- TASK DETAILS
Can you copy the entries below word for word, without the pictures?

Saved entries:
==*==
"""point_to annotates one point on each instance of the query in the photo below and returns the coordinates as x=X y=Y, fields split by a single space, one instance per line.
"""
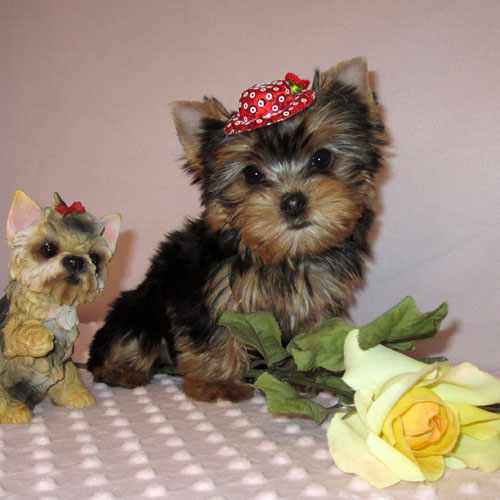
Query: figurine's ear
x=353 y=73
x=57 y=201
x=111 y=229
x=189 y=119
x=23 y=213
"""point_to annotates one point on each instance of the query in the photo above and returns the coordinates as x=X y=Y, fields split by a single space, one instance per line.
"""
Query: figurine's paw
x=32 y=339
x=73 y=397
x=16 y=412
x=39 y=341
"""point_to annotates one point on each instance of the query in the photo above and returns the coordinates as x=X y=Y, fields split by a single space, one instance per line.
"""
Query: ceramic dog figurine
==*==
- COMPLETED TASK
"""point_to annotates one point on each instance of the query in the photo below and returns the coordinates as x=X y=Y, fields split by a single space, one instance per line.
"""
Query: figurine's ear
x=353 y=73
x=57 y=201
x=111 y=229
x=189 y=119
x=23 y=213
"""point_to annotates one point on each instance of the query in the photo above and returns the coordinates as x=X y=Y, fields split by a single space, one instance per line.
"""
Query: figurine's paw
x=32 y=339
x=73 y=397
x=16 y=412
x=39 y=341
"""point_to annotates one point on each instance of the query in the photo above and returns the coordinates as x=X y=Y, fields split by a single space, one instance per line.
"""
Query: ceramic dog figurine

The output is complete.